■ YOUR ASSIGNMENT
For the entries below, the result should be an exact transcription of the lines from the one with "Where can the concrete step" up to and including the one with "Where can the woven", and only those.

┄┄┄┄┄┄

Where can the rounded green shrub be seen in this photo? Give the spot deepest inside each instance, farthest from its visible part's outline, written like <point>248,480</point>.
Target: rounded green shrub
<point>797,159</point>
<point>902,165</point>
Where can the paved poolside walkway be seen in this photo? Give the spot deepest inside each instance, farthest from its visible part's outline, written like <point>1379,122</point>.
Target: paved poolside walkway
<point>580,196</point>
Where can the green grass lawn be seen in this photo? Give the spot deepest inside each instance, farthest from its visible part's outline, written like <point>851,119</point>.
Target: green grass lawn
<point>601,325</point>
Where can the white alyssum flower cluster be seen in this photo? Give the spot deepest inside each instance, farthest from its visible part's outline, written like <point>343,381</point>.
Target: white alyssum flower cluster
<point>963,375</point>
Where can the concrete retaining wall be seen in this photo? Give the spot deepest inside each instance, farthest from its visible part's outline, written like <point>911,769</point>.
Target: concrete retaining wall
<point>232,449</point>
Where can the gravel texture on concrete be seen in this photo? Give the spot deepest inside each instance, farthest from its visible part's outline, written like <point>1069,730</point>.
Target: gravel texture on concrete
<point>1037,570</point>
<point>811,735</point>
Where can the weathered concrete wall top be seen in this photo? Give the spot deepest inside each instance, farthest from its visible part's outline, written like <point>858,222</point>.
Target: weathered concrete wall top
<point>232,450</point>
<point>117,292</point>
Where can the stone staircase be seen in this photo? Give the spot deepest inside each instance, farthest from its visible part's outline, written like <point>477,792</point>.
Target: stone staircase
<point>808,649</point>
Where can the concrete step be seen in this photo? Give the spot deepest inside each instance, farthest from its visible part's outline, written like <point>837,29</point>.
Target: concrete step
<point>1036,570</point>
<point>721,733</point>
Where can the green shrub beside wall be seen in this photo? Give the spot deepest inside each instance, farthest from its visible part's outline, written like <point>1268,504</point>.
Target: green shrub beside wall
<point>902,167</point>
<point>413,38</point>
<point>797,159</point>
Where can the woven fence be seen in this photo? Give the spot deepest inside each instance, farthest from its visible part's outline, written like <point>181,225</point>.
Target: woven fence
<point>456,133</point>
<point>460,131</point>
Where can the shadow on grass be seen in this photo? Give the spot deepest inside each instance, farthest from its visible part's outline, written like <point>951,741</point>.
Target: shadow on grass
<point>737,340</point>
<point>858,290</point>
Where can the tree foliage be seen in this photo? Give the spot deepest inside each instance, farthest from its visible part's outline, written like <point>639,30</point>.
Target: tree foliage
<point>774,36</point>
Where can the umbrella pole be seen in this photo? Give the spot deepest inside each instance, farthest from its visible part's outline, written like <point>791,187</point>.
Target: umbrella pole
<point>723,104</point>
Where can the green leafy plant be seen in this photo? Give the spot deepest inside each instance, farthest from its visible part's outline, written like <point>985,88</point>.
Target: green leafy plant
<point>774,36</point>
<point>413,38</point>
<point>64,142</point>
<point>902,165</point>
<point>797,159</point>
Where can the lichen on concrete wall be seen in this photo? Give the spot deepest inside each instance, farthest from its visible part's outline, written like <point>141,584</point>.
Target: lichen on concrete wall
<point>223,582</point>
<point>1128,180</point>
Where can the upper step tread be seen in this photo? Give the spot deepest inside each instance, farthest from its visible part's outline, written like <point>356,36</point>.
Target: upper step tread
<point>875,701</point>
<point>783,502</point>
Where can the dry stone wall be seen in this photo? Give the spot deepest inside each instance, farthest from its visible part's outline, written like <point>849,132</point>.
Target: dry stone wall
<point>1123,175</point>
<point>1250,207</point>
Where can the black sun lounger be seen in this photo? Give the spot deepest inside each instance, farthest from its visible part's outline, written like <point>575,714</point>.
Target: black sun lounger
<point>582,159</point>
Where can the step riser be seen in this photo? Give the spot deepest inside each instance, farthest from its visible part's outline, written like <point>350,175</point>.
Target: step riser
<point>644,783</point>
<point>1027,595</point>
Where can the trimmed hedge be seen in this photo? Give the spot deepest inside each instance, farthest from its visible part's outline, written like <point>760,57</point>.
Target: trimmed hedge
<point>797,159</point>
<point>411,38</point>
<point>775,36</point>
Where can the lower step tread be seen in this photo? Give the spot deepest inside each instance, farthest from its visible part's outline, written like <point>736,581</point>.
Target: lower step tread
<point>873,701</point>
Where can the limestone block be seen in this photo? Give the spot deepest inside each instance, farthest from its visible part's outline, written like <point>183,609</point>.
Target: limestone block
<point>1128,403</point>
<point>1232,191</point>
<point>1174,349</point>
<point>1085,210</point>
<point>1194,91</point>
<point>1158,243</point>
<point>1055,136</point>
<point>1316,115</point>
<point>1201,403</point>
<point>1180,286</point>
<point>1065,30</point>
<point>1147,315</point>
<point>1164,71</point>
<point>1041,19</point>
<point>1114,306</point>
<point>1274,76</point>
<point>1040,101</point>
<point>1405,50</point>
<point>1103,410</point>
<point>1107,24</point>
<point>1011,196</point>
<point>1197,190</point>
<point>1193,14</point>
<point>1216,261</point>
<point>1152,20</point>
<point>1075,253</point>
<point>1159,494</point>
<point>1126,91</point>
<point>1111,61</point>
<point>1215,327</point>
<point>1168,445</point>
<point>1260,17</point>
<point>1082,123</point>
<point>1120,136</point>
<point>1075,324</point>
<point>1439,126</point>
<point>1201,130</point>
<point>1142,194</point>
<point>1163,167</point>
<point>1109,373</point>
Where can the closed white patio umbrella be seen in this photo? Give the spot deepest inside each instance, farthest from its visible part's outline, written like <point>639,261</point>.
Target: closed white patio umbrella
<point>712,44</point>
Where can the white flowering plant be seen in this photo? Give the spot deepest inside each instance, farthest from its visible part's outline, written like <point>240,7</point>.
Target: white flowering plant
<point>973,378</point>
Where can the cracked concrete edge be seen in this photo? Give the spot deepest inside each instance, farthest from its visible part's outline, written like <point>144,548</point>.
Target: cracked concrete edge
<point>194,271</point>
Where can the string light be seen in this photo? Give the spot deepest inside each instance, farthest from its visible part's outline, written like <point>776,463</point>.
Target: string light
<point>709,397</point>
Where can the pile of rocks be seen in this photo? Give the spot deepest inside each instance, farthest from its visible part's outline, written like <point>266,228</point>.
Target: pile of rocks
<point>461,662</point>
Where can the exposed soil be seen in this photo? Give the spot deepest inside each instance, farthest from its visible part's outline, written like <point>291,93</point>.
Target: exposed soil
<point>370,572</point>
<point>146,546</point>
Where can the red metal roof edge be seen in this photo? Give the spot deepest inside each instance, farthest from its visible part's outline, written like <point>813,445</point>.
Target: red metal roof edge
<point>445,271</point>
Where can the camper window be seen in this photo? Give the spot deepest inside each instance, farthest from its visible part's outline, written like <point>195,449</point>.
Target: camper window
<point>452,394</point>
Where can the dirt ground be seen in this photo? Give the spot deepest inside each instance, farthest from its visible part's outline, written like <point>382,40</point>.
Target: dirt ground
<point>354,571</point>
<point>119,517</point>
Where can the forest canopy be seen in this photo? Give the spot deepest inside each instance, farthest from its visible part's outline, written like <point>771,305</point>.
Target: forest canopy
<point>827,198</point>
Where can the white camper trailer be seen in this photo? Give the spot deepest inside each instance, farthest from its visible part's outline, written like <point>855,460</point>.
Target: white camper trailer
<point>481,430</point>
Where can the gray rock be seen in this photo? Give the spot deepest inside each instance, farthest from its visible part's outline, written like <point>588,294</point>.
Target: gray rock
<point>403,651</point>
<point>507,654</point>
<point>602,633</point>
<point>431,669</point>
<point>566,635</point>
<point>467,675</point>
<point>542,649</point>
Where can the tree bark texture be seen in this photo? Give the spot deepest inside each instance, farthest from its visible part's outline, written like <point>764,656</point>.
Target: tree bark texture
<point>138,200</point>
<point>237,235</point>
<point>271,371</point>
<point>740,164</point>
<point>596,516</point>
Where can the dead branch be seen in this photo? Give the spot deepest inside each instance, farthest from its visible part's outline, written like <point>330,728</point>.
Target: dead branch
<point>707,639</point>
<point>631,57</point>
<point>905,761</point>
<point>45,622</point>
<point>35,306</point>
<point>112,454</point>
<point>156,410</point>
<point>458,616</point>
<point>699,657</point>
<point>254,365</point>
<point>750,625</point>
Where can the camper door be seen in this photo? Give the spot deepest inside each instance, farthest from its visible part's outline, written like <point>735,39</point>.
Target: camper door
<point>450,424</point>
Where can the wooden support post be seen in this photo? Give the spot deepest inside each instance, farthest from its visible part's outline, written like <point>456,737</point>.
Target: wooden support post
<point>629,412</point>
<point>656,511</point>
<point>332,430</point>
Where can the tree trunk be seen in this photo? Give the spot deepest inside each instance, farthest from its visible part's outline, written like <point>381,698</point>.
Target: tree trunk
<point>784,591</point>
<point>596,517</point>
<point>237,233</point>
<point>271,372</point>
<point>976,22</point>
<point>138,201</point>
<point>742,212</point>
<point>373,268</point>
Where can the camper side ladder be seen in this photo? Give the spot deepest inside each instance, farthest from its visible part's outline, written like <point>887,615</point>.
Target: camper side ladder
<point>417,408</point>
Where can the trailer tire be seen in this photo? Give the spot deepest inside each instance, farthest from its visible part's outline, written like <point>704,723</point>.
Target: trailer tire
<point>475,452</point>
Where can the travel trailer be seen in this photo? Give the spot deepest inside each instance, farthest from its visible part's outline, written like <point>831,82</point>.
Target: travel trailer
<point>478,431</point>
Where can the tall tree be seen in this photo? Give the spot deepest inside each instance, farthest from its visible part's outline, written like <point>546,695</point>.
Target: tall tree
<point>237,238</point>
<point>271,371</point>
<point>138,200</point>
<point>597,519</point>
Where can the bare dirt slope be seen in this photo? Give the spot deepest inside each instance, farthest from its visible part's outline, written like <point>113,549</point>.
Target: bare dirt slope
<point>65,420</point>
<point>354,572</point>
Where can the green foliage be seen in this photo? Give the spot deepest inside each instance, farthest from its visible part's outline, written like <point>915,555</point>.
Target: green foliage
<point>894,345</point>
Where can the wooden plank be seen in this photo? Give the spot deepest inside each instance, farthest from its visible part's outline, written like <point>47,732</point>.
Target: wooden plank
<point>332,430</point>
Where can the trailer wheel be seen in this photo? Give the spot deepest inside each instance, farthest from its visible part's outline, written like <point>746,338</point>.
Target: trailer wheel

┄┄┄┄┄┄

■ OUTPUT OF THE TASK
Where can the concrete step be seen in this photo? Give the spot deepest inside each instance, farthest from its visible part's outline, written like <point>837,29</point>.
Target: concrete step
<point>1036,570</point>
<point>721,733</point>
Where can the green shrub beside wall be seen in this photo? Give the spot deepest inside each instance, farthest from its visible part's outline, written like <point>1268,504</point>.
Target: green shrub beside wall
<point>902,167</point>
<point>413,38</point>
<point>797,159</point>
Where can the woven fence be seen in this photo? Give the spot deepest inside each instance, farthest from its visible part's outline, written like <point>181,225</point>.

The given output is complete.